DOCUMENT TEXT ->
- - - - -

Introduction
What follows are notes on getting Virtual Flow running on one machine to understand the mechanics and scaling around how in silico drug discovery works. Virtual Flow is an open-source drug candidate screening platform that has been designed to screen millions of compounds against a protein or receptor target.
Background
Bringing a new drug to market is an expensive endeavor. Cost estimates vary widely, but one study found the median cost of bringing a drug to market was $1.1 billion (in 2018 dollars). There are many components that contribute to this cost, so it’s important to find ways to reduce cost along the development pipeline. One area that’s received a lot of attention recently is the development of in silico drug discovery systems that reduce the cost of “hit discovery”, finding the small molecule compounds (i.e. ligands) that show high affinity to a target (i.e. receptor or protein).

- - - - -

DATASET ->
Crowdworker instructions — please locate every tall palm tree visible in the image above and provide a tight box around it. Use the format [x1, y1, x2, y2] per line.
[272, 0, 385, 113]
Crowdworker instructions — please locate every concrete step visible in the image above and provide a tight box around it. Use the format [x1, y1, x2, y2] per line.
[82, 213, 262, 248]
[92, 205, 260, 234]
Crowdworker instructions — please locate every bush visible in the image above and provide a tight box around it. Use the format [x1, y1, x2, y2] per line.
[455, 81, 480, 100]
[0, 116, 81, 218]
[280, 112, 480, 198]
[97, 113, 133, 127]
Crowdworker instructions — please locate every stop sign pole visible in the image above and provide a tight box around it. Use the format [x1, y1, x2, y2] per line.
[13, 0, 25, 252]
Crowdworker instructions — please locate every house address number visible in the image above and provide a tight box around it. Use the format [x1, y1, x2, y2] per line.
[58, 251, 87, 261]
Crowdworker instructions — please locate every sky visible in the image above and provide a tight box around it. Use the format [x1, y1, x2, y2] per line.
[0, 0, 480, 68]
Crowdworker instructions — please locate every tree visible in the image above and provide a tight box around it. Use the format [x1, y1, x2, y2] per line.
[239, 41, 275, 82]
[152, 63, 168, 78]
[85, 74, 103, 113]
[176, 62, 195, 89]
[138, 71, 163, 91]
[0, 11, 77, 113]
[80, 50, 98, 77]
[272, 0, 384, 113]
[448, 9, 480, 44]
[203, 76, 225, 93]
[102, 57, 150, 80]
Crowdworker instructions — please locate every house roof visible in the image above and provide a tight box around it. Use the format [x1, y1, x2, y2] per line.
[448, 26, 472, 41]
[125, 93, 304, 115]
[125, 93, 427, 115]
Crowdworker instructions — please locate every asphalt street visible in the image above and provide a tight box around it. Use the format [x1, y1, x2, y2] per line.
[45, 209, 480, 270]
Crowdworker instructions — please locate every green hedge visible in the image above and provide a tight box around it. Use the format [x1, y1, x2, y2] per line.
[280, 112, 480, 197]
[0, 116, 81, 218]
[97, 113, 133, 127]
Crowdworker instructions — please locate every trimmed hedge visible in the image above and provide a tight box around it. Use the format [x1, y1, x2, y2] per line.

- - - - -

WHAT THE TASK REQUIRES ->
Could you copy the Virtual Flow notes word for word, starting with "Introduction" and going on through "or receptor target."?

WORKED SOLUTION ->
Introduction
What follows are notes on getting Virtual Flow running on one machine to understand the mechanics and scaling around how in silico drug discovery works. Virtual Flow is an open-source drug candidate screening platform that has been designed to screen millions of compounds against a protein or receptor target.